**Exercise instructions**
Give an exact copy of the line that has "positive clicks: (417, 272) (561, 281)" and of every line below it, through the last, with nothing else.

**Entries shown**
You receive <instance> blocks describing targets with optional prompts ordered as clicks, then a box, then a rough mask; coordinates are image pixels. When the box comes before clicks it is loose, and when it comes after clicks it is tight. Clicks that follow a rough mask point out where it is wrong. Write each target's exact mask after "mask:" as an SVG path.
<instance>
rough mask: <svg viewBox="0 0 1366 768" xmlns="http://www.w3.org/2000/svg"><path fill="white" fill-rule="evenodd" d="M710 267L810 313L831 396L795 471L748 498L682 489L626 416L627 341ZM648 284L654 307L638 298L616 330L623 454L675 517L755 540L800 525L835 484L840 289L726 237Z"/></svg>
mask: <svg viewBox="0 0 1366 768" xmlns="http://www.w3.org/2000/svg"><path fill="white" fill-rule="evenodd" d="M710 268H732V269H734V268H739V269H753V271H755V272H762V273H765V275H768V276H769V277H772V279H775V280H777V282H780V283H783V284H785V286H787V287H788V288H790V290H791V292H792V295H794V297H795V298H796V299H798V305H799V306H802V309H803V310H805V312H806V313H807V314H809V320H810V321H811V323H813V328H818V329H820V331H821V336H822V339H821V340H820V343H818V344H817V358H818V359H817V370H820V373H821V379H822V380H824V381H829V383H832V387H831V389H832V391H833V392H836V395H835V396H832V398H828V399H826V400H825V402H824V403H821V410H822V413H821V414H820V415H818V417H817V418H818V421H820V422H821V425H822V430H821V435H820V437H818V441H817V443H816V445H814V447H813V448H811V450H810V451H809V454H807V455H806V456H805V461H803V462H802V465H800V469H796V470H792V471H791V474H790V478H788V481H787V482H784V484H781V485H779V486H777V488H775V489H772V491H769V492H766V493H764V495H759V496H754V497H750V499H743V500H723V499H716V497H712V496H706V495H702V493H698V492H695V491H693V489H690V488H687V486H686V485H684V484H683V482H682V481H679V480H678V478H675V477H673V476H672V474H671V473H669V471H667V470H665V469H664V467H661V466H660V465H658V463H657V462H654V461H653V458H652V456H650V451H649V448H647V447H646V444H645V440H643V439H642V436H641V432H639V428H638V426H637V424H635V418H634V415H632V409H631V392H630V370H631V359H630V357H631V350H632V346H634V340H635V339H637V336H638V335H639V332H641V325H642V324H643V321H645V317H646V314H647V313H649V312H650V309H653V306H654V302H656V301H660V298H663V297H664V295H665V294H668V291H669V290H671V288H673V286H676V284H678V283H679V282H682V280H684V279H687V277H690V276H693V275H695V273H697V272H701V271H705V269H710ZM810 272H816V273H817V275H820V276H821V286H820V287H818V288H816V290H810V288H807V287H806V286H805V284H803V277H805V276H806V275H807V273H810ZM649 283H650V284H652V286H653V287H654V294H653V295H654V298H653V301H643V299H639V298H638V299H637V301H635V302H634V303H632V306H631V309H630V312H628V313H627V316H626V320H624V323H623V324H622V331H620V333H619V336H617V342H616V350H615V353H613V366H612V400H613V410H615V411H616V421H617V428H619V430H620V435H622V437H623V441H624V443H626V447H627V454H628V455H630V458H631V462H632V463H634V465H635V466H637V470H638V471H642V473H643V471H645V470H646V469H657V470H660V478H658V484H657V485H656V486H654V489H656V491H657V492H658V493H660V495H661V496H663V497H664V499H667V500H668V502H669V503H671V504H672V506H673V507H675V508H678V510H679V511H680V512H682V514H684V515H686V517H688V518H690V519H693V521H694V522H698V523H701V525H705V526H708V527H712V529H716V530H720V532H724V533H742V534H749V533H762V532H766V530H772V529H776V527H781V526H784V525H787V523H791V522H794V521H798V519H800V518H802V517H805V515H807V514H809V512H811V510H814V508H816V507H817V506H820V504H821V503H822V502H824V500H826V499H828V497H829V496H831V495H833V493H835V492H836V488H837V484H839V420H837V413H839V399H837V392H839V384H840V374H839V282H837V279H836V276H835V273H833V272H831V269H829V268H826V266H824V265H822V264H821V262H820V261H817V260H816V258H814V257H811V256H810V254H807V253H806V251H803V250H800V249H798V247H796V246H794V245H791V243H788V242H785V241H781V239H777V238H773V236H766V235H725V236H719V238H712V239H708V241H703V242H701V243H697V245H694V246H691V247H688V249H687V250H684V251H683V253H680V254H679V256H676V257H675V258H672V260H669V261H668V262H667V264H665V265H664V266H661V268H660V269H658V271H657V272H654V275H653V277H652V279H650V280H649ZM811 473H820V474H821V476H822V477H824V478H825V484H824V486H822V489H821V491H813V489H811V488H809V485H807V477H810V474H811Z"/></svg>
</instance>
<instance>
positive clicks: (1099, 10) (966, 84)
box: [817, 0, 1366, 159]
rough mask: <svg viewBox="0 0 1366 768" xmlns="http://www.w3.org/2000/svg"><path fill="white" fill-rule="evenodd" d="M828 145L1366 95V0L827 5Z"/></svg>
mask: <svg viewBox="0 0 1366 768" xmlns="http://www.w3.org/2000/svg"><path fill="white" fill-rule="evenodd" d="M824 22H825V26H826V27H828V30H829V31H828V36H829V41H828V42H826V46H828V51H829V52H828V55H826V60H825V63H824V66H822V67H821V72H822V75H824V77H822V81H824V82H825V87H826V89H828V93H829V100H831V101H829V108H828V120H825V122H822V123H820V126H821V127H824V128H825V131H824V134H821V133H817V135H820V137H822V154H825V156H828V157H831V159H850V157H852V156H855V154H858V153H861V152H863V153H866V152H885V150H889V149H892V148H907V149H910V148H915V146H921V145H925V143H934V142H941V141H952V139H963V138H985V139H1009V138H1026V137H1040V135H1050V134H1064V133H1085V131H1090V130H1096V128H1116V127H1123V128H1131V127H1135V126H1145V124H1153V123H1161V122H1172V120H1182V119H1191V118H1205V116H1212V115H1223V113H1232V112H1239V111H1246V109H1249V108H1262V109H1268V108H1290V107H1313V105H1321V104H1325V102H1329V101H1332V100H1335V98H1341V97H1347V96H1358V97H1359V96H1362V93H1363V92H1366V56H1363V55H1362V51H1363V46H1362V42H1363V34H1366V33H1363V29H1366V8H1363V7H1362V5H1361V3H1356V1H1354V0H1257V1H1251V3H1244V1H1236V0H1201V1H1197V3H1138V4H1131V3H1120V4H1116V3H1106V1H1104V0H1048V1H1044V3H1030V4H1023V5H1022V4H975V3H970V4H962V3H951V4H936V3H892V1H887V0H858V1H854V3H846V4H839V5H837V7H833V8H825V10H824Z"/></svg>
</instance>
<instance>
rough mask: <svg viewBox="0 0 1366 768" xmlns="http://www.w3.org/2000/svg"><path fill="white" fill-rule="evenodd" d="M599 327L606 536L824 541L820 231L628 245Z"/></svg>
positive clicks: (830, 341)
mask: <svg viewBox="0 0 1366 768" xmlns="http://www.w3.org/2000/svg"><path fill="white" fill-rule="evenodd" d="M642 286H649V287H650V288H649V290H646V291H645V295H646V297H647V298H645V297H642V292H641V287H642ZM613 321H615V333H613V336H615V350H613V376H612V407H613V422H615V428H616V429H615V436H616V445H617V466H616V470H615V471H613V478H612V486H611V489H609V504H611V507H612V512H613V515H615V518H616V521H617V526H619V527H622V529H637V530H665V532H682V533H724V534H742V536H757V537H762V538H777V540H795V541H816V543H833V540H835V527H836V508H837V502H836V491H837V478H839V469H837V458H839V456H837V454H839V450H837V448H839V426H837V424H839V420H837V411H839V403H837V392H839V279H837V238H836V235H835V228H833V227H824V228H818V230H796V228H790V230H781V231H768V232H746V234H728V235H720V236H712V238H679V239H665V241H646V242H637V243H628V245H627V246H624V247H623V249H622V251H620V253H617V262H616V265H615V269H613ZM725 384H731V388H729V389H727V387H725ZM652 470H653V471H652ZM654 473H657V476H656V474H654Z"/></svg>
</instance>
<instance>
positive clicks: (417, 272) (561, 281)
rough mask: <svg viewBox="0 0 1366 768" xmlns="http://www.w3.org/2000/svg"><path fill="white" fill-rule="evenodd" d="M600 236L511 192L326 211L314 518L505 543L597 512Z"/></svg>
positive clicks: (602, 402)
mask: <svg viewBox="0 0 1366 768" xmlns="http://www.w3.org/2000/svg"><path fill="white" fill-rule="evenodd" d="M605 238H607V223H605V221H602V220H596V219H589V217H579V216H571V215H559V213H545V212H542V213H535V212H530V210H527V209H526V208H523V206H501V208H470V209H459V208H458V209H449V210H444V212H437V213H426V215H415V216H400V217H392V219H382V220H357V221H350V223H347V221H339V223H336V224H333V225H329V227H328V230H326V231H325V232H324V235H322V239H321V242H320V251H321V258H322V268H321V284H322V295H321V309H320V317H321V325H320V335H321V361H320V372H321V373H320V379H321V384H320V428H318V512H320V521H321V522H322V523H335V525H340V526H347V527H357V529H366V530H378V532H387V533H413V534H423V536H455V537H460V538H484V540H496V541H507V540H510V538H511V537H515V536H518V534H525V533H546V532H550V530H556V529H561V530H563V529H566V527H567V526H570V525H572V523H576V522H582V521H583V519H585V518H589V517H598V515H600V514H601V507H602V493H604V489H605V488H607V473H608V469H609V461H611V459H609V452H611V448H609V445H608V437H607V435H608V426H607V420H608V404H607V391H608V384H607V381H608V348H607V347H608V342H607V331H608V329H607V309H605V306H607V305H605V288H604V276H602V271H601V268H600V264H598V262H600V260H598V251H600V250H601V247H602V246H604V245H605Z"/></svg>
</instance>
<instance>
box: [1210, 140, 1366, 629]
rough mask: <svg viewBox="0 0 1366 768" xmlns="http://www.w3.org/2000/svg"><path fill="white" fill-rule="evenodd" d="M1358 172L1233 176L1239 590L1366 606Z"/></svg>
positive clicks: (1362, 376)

**Task response**
positive clicks: (417, 272) (561, 281)
rough mask: <svg viewBox="0 0 1366 768" xmlns="http://www.w3.org/2000/svg"><path fill="white" fill-rule="evenodd" d="M600 236L511 192L326 211L314 518L505 543L597 512Z"/></svg>
positive clicks: (602, 402)
mask: <svg viewBox="0 0 1366 768" xmlns="http://www.w3.org/2000/svg"><path fill="white" fill-rule="evenodd" d="M605 238H607V223H605V221H602V220H596V219H589V217H579V216H571V215H559V213H545V212H542V213H535V212H530V210H527V209H526V208H523V206H501V208H470V209H459V208H458V209H449V210H444V212H437V213H426V215H415V216H400V217H392V219H382V220H357V221H350V223H347V221H339V223H336V224H333V225H329V227H328V230H326V231H325V232H324V235H322V239H321V242H320V251H321V258H322V268H321V284H322V295H321V309H320V317H321V325H320V335H321V361H320V372H321V373H320V379H321V384H320V428H318V512H320V521H321V522H322V523H335V525H340V526H347V527H357V529H366V530H378V532H387V533H413V534H423V536H455V537H460V538H484V540H496V541H507V540H510V538H511V537H515V536H518V534H525V533H546V532H550V530H556V529H561V530H563V529H566V527H567V526H570V525H572V523H576V522H582V521H583V519H585V518H589V517H598V515H600V514H601V507H602V493H604V489H605V488H607V473H608V469H609V461H611V459H609V452H611V448H609V445H608V437H607V435H608V426H607V420H608V404H607V391H608V384H607V381H608V348H607V347H608V342H607V331H608V329H607V309H605V306H607V305H605V288H604V276H602V271H601V268H600V264H598V262H600V260H598V251H600V250H601V247H602V246H604V245H605Z"/></svg>
</instance>
<instance>
box: [1210, 140, 1366, 629]
rough mask: <svg viewBox="0 0 1366 768" xmlns="http://www.w3.org/2000/svg"><path fill="white" fill-rule="evenodd" d="M1358 172L1233 176L1239 590L1366 606Z"/></svg>
positive clicks: (1362, 376)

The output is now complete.